__Given data__.
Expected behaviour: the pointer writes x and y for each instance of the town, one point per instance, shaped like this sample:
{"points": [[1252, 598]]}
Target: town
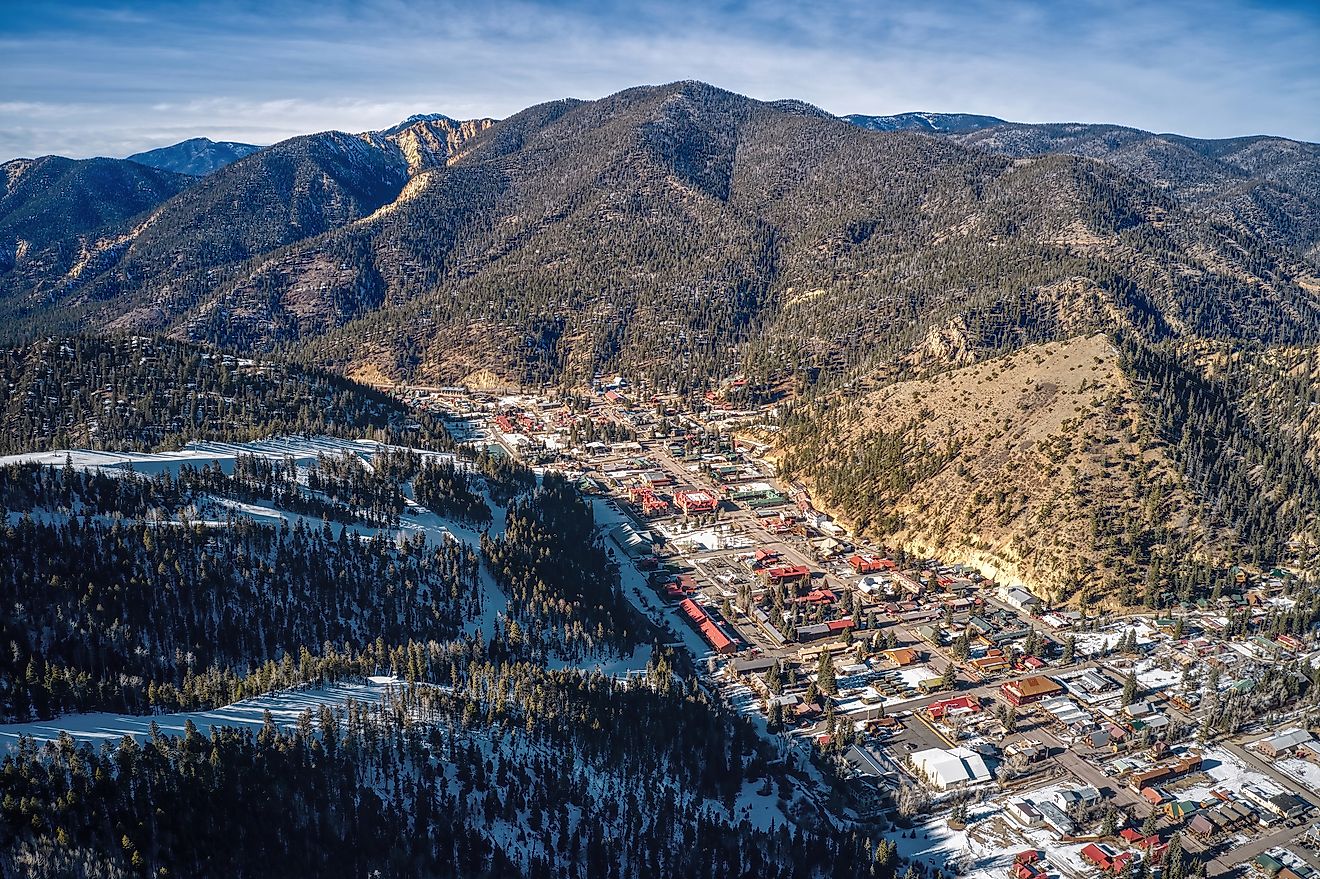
{"points": [[1009, 737]]}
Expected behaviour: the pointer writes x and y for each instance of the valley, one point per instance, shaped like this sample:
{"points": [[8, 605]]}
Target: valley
{"points": [[664, 483]]}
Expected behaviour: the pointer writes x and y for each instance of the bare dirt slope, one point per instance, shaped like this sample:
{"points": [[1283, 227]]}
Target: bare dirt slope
{"points": [[1034, 466]]}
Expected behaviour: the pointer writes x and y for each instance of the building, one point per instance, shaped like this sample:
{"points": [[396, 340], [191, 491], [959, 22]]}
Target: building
{"points": [[1030, 690], [951, 768], [903, 656], [869, 564], [784, 574], [1160, 775], [1105, 858], [1080, 796], [1024, 812], [635, 544], [863, 762], [1023, 601], [694, 500], [1282, 743], [706, 627], [948, 708]]}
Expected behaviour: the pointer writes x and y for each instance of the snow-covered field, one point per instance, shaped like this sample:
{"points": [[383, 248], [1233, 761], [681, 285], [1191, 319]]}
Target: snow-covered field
{"points": [[1299, 770], [636, 589], [304, 450], [984, 850], [1093, 643], [285, 708]]}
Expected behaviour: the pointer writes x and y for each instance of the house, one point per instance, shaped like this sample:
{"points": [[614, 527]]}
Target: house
{"points": [[706, 627], [1081, 796], [1022, 599], [951, 768], [1201, 826], [1056, 818], [1159, 775], [694, 500], [1154, 796], [784, 574], [1180, 809], [869, 564], [903, 656], [960, 705], [1031, 750], [1030, 690], [1106, 858], [863, 762], [1024, 812]]}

__What the exercise asks__. This task calls for the listing to be restated exactly, with images omitted.

__Task output__.
Expected behaviour: the pointer writes x and y for each instance of the town, one point per instance, shaped like this sample:
{"points": [[1252, 598]]}
Target: town
{"points": [[1009, 737]]}
Expected behaviour: the pointer writes x and y for each instance of the valley, one point per instance, shaped like this sample:
{"points": [[8, 605]]}
Target: valley
{"points": [[664, 483]]}
Expected behaviour: the pointer writes x and y for each instance of the bare dirt slope, one point per instance, shaped like this sample:
{"points": [[1283, 227]]}
Target: bare dirt slope
{"points": [[1034, 466]]}
Expected behaviour: the pointer writes x and y for each instance of the building, one point per instance, shaped like this sample:
{"points": [[396, 340], [191, 491], [959, 22]]}
Target: building
{"points": [[1030, 690], [951, 768], [903, 656], [869, 564], [784, 574], [1160, 775], [1105, 858], [1080, 796], [1024, 812], [635, 544], [863, 762], [1023, 601], [694, 500], [1282, 743], [706, 627], [948, 708]]}
Expected behaviour: the pointer writes x and y for each instance of the snow-covered field, one point per instance, shaped like this sample:
{"points": [[383, 248], [1233, 761], [681, 285], [1191, 319]]}
Target: snow-covered field
{"points": [[1299, 770], [636, 589], [304, 450], [984, 850], [1093, 643], [285, 708]]}
Expected behaviour: the pointer writes x and y for each instance of the house, one point per instance, shaped like this sample:
{"points": [[614, 527]]}
Target: house
{"points": [[706, 627], [1081, 796], [1022, 599], [951, 768], [1201, 826], [1056, 818], [1159, 775], [694, 500], [1154, 796], [784, 574], [1180, 809], [869, 564], [903, 656], [960, 705], [1031, 750], [1030, 690], [1106, 858], [863, 762], [1024, 812]]}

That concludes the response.